■ **Short problem 1**
From the climbing glossary, echo the part that opens with the words containing "Oh, and one" and closes with "degree of difficulty.", copying it exactly.
■ **Short problem 2**
Answer these questions using the climbing glossary:
(a) On what scale are bouldering problems graded?
(b) What does the term "Send" mean?
(c) Above which route grade are routes differentiated into "a," "b," "c" or "d"?

— BEGIN Text provided —

Beta: Info about a route. It could include tips on how to start, where to place your feet or where the trickiest spot is.
Crux: The most challenging point of a climbing route.
Dyno: A type of dynamic move that is bigger than what you can reach at the apex of your body. You use momentum to jump from one hold to another.
Gripped: Feeling overwhelmed and afraid because of an unexpected degree of difficulty, changing conditions, etc. while on a climb.
Jug, crimp, sloper, undercling, pinch, pocket: All types of climbing holds you’ll get to know and love. Some you might love a little more than others.
Pumped: Swollen forearms caused by exertion on a route. (Not a good thing.)
Problem: A bouldering route.
Project: Working on the same route over and over until you finish. Like trying a level in a game over and over until you can get through it smoothly.
Send: To successfully climb a route without falling.
Understanding climbing grades
1–10 would be too easy. Instead, climbing routes are graded on the YDS (Yosemite Decimal System) scale of 5.0–5.15 (pronounced “five-zero” and “five-fifteen”). Bouldering problems are graded on a scale of V0–V17 (known as the V scale). In climbing grades, a higher number means greater difficulty. So, if 5.15 is an overhanging cliff, 5.0 or V0 is like the bunny hill.
One important thing to know: route grades are highly subjective. You might climb a 5.8 no problem, and then struggle on a 5.6. Your bouldering buddy might crush V4s, but might struggle on a certain V2. So many different variables come into play with grades, such as terrain, hold sizes, and bias of the person who created the route. It’s important not to think of grades as levels, and just focus on building your techniques and moves on the wall.
Oh, and one more thing. As you move into harder routes (above 5.10), you’ll see them differentiated into “a,” “b,” “c” or “d” to further define their degree of difficulty.

— END Text provided —
— BEGIN Information provided —

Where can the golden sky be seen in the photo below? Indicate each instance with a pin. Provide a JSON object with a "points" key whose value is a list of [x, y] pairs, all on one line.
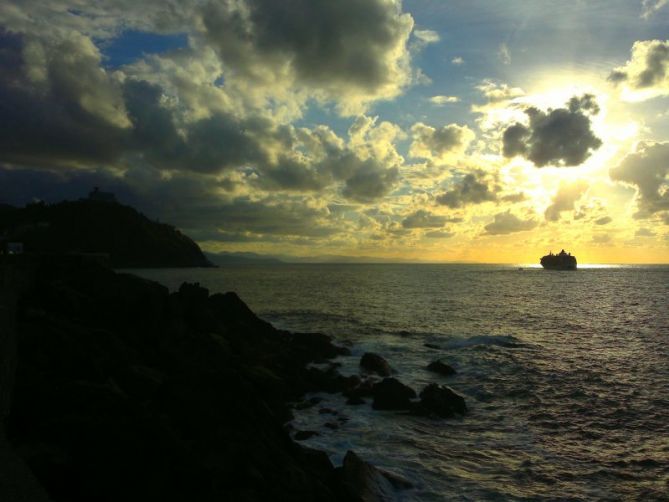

— END Information provided —

■ **Written answer 1**
Oh, and one more thing. As you move into harder routes (above 5.10), you’ll see them differentiated into “a,” “b,” “c” or “d” to further define their degree of difficulty.

■ **Written answer 2**
(a) The V scale, V0–V17.
(b) To successfully climb a route without falling.
(c) Above 5.10.